> _WHAT YOU WILL DO_
**A.** According to the letter, what weapons will be issued in Quincy?
**B.** Return the part of the letter that opens with the words containing "I received your" and closes with "two month’s pay.".
**C.** Resume the letter, starting right after its final sentence.

> _EXTRACT PROVIDED_
I received your welcome letter on the 4th inst. and was very much pleased to hear from you. I had just turned in when our Second Lieutenant came in & called out my name which started me as I could not make out what he wanted till he said he had a letter for me. We have removed our quarters from our barracks in the city to Cottage Grove—out about five miles in the country. ¹ We have a first rate encampment here. We have 10 companies here all occupying quarters by themselves. We have received marching orders and expect to leave tomorrow night. Where? I do not know but I expect we shall go someplace in Missouri. We are glad we are going into active service. We shall get our arms in Quincy which will consist of Enfield rifles with sabre bayonets. ²

We expect to get our pay tomorrow. I do not know whether it will be a month’s pay or two month’s pay.

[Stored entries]

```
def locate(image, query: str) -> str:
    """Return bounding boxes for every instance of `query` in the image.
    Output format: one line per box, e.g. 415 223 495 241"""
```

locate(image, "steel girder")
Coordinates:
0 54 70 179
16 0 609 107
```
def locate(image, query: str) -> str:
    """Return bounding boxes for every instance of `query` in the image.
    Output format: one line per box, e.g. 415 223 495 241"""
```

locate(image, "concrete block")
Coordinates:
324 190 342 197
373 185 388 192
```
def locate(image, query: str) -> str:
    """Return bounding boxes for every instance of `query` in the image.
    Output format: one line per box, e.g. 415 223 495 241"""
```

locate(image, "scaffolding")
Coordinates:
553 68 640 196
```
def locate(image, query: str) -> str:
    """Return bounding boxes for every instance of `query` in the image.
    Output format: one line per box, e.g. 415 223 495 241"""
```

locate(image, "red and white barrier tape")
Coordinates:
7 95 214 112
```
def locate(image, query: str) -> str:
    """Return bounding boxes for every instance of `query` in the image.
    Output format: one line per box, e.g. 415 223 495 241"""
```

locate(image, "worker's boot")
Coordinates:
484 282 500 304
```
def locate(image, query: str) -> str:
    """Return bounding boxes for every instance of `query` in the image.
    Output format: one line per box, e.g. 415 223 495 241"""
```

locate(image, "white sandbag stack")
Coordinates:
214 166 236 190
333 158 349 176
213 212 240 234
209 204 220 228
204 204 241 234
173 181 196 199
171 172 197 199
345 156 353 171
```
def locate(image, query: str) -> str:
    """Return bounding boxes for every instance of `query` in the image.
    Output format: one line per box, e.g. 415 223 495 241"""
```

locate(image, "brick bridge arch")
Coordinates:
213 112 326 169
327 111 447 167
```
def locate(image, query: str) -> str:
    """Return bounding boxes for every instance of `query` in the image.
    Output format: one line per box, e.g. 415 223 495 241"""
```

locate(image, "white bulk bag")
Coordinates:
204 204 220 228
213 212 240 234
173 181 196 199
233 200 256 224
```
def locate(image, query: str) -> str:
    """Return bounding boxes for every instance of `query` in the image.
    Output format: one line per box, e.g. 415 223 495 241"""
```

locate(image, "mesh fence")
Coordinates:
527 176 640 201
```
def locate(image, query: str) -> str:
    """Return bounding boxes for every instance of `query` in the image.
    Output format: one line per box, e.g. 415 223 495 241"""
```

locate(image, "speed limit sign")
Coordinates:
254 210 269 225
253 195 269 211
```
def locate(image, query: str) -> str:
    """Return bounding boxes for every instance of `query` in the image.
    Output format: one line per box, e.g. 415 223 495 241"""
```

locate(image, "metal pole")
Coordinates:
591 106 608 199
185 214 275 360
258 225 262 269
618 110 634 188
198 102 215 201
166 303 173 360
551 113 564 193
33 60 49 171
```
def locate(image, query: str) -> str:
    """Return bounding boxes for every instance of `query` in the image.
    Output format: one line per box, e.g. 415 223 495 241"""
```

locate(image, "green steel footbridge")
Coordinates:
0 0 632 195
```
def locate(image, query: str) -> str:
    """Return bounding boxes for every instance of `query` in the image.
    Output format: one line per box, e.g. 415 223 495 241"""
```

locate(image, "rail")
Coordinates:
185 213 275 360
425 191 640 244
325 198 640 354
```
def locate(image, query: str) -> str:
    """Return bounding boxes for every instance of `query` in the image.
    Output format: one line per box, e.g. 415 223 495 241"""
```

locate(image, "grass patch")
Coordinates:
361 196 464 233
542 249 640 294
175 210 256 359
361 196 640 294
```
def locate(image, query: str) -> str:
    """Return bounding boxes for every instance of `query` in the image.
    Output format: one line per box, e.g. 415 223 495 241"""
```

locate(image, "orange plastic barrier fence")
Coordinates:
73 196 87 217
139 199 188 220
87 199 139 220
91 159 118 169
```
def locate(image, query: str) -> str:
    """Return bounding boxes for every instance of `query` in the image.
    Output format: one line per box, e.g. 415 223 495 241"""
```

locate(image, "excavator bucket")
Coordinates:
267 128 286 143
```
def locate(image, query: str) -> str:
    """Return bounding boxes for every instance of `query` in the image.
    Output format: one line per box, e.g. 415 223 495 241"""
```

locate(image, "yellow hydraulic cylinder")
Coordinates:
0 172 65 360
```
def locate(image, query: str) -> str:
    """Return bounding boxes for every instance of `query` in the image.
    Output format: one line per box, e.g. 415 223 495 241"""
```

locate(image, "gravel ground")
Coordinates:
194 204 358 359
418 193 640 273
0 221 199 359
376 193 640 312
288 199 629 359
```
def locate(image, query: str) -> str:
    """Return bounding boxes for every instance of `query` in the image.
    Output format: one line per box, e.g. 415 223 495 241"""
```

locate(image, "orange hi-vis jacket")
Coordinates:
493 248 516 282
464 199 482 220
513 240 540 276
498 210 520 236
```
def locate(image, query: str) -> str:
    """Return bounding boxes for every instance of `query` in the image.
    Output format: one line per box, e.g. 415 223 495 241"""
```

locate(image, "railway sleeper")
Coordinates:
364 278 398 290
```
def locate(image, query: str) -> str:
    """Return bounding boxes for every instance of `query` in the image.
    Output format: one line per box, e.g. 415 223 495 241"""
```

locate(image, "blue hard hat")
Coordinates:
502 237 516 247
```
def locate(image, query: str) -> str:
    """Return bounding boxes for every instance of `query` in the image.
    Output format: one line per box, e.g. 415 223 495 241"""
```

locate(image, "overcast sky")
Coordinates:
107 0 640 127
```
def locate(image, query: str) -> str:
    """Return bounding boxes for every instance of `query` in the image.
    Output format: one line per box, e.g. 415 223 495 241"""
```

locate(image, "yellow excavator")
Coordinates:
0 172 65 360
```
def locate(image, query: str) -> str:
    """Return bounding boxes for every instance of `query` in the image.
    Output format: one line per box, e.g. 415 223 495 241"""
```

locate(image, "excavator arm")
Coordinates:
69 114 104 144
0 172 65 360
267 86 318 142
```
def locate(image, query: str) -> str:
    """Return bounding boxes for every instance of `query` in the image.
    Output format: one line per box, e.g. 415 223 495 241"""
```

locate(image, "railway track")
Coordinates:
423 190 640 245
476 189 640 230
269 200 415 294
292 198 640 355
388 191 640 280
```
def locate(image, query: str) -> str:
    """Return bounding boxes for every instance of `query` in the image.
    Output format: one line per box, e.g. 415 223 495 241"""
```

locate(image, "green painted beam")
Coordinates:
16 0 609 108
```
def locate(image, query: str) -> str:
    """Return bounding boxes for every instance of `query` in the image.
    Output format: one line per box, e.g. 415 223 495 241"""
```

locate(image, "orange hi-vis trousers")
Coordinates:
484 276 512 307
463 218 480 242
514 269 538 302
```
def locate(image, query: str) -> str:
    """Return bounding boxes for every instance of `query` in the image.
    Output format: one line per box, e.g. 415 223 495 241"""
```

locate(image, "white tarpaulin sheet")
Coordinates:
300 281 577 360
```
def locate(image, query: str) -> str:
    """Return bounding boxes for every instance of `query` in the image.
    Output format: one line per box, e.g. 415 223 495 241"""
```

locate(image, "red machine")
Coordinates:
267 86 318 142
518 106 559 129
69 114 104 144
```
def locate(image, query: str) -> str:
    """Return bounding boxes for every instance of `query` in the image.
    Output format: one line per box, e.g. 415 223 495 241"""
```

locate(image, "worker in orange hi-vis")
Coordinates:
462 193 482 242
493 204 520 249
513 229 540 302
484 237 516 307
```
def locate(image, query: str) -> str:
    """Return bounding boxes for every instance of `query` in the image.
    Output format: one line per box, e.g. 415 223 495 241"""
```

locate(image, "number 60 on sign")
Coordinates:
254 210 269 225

> _EXERCISE RESULTS_
**A.** Enfield rifles with sabre bayonets.

**B.**
I received your welcome letter on the 4th inst. and was very much pleased to hear from you. I had just turned in when our Second Lieutenant came in & called out my name which started me as I could not make out what he wanted till he said he had a letter for me. We have removed our quarters from our barracks in the city to Cottage Grove—out about five miles in the country. ¹ We have a first rate encampment here. We have 10 companies here all occupying quarters by themselves. We have received marching orders and expect to leave tomorrow night. Where? I do not know but I expect we shall go someplace in Missouri. We are glad we are going into active service. We shall get our arms in Quincy which will consist of Enfield rifles with sabre bayonets. ²

We expect to get our pay tomorrow. I do not know whether it will be a month’s pay or two month’s pay.

**C.**
Crops around here look very backward & stand a poor chance for early frost. I want you to tell me about my gun—whether it is doing any good or not while I am gone. I am quite well at present hoping this will find you all enjoying the same blessing.

Ever remaining your affectionate son, — Edwin Whipple

P. S. You will direct your letter a little different from the last as we may leave here before I receive an answer.

E. M. Whipple
Chicago, Illinois
Care of Capt. McMurray
Headquarters Irish Brigade

Please excuse bad pen very bad ink, & indeed very poor writing & my waiting so long before answering your letter &ctra

Please answer as soon as you get this. — E. M. W.


¹ This second barrack encampment appears to have been on the “Vincennes road.” An article appearing in the Irish American Weekly of NYC on 13 July 1861 states that the “Chicago Irish Brigade” relocated on 2 July 1861 to “their new quarters at Cottage Grove, which they have called “Camp Fremont.” It goes on to say that, “the men have worked diligently for several days at the erection of their barracks. The buildings are of rough boards. They are ten in number, arranged in two rows on either side of a large open tract used as a parade ground….They are well equipped in most points but need blankets and some other camp necessaries.”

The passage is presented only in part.